:: Objective ::
List each line in the records below that has the word "slope" in it.

— Start of Given data —

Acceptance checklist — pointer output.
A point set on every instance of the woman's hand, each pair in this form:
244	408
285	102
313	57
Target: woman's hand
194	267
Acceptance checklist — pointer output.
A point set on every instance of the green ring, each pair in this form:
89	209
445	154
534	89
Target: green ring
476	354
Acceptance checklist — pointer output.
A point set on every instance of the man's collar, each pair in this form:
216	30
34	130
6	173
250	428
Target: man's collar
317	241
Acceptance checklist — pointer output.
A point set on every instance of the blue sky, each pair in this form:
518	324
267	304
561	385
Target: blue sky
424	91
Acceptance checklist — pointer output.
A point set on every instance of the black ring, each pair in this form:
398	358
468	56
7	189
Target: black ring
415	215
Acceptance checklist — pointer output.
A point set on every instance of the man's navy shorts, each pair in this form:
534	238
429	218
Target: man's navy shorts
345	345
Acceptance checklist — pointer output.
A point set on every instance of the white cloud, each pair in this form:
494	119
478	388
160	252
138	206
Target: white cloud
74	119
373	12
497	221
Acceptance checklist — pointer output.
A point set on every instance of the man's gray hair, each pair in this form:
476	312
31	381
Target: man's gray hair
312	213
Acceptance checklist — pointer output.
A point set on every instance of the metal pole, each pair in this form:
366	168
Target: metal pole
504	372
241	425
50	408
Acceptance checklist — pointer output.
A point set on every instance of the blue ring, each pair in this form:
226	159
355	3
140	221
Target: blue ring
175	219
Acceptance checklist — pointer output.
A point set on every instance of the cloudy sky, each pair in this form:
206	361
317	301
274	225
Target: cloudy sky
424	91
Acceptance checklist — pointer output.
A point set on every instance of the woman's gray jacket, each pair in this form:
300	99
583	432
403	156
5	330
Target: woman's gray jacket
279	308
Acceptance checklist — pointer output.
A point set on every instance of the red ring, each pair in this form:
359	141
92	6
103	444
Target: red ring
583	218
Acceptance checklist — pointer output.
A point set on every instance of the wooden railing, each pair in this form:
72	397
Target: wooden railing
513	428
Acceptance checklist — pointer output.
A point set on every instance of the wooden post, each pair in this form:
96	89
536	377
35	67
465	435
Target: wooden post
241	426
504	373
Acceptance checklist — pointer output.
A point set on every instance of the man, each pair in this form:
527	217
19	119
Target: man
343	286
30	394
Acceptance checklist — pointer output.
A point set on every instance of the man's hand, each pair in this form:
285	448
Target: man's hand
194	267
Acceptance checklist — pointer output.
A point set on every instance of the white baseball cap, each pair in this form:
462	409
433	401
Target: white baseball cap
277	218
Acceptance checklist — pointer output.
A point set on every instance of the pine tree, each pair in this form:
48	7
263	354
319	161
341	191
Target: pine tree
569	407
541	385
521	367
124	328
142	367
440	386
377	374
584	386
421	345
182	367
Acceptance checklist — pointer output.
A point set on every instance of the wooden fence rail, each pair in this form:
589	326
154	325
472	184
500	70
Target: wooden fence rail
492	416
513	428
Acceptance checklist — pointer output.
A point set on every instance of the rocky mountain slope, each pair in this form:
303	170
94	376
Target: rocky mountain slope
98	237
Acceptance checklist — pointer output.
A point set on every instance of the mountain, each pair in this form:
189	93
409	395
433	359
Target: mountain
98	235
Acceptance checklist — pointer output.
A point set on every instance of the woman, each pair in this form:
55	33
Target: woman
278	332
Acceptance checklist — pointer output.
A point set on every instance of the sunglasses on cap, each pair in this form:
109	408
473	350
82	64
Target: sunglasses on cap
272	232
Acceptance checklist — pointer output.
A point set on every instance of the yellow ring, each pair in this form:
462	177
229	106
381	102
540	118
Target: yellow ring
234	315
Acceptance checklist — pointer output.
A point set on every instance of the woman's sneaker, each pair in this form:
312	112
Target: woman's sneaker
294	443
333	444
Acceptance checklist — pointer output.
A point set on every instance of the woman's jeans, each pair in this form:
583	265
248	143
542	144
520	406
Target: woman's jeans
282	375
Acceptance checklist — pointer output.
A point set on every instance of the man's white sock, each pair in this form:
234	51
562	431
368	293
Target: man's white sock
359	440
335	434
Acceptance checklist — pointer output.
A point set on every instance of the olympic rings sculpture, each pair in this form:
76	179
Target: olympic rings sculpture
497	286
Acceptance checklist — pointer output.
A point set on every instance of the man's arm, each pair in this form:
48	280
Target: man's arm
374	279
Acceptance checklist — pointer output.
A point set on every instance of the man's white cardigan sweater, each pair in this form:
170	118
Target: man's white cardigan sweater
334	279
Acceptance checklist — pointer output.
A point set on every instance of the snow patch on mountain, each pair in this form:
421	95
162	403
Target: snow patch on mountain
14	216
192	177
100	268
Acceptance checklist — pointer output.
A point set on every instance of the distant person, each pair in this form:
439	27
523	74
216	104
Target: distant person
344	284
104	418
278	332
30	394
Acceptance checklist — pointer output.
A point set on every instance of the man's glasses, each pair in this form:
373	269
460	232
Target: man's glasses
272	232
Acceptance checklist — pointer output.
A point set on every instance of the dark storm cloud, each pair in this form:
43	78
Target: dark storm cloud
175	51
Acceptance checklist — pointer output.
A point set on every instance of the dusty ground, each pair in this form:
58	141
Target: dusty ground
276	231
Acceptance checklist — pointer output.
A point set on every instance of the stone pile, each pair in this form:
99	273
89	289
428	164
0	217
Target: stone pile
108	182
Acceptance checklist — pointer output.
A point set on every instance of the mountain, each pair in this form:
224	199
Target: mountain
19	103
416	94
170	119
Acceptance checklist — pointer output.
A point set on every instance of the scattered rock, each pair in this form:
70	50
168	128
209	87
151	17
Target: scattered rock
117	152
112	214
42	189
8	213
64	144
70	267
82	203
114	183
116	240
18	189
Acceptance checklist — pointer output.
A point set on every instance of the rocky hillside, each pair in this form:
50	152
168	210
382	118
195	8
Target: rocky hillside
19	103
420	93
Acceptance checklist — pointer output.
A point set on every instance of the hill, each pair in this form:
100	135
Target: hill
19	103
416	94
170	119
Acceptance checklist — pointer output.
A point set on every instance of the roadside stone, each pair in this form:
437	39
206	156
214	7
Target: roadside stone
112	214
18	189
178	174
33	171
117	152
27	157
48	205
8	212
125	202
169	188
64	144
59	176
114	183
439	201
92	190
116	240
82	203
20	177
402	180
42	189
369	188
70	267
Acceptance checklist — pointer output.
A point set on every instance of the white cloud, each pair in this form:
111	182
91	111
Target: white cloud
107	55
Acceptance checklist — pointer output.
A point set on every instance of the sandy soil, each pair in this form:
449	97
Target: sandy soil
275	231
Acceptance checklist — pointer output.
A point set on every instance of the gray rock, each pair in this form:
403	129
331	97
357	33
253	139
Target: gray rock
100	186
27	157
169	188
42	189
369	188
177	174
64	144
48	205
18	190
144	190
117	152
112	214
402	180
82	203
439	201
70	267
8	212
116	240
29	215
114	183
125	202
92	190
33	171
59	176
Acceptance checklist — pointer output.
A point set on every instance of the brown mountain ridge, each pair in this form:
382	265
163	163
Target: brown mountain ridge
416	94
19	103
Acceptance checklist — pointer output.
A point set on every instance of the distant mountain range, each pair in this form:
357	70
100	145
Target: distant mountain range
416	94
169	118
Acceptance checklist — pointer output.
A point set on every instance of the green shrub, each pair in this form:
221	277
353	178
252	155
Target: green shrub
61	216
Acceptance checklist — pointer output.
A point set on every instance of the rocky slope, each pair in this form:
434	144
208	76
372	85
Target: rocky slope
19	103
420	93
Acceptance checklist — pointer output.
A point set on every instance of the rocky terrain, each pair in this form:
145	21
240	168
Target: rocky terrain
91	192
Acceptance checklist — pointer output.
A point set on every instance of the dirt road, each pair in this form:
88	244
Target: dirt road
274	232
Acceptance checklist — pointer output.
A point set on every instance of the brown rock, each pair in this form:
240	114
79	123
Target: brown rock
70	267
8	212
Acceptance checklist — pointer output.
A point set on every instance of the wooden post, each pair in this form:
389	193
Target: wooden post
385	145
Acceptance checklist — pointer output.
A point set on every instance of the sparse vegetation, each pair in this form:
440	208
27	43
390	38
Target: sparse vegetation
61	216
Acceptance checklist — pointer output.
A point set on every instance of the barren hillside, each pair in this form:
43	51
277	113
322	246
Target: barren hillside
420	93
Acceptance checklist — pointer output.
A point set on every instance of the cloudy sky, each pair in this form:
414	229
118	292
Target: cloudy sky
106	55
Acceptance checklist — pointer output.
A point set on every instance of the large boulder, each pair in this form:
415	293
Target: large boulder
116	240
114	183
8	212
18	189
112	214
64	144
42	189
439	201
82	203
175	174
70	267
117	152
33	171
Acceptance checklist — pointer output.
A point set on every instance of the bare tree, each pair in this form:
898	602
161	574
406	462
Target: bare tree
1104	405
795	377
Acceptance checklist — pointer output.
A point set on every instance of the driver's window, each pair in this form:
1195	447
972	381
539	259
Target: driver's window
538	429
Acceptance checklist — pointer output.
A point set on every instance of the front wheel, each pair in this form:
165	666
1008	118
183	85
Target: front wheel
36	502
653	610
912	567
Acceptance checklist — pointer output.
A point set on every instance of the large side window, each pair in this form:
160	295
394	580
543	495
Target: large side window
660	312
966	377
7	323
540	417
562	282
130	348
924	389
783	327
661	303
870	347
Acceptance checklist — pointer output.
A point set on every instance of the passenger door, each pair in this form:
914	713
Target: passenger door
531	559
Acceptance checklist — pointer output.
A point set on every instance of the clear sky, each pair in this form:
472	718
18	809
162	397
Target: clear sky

— End of Given data —

:: Written answer ::
A point set on every instance of the rocky mountain slope, each pair in this form:
Target: rocky mountain slope
A point set on every instance of the rocky slope, each pair in this form:
Target: rocky slope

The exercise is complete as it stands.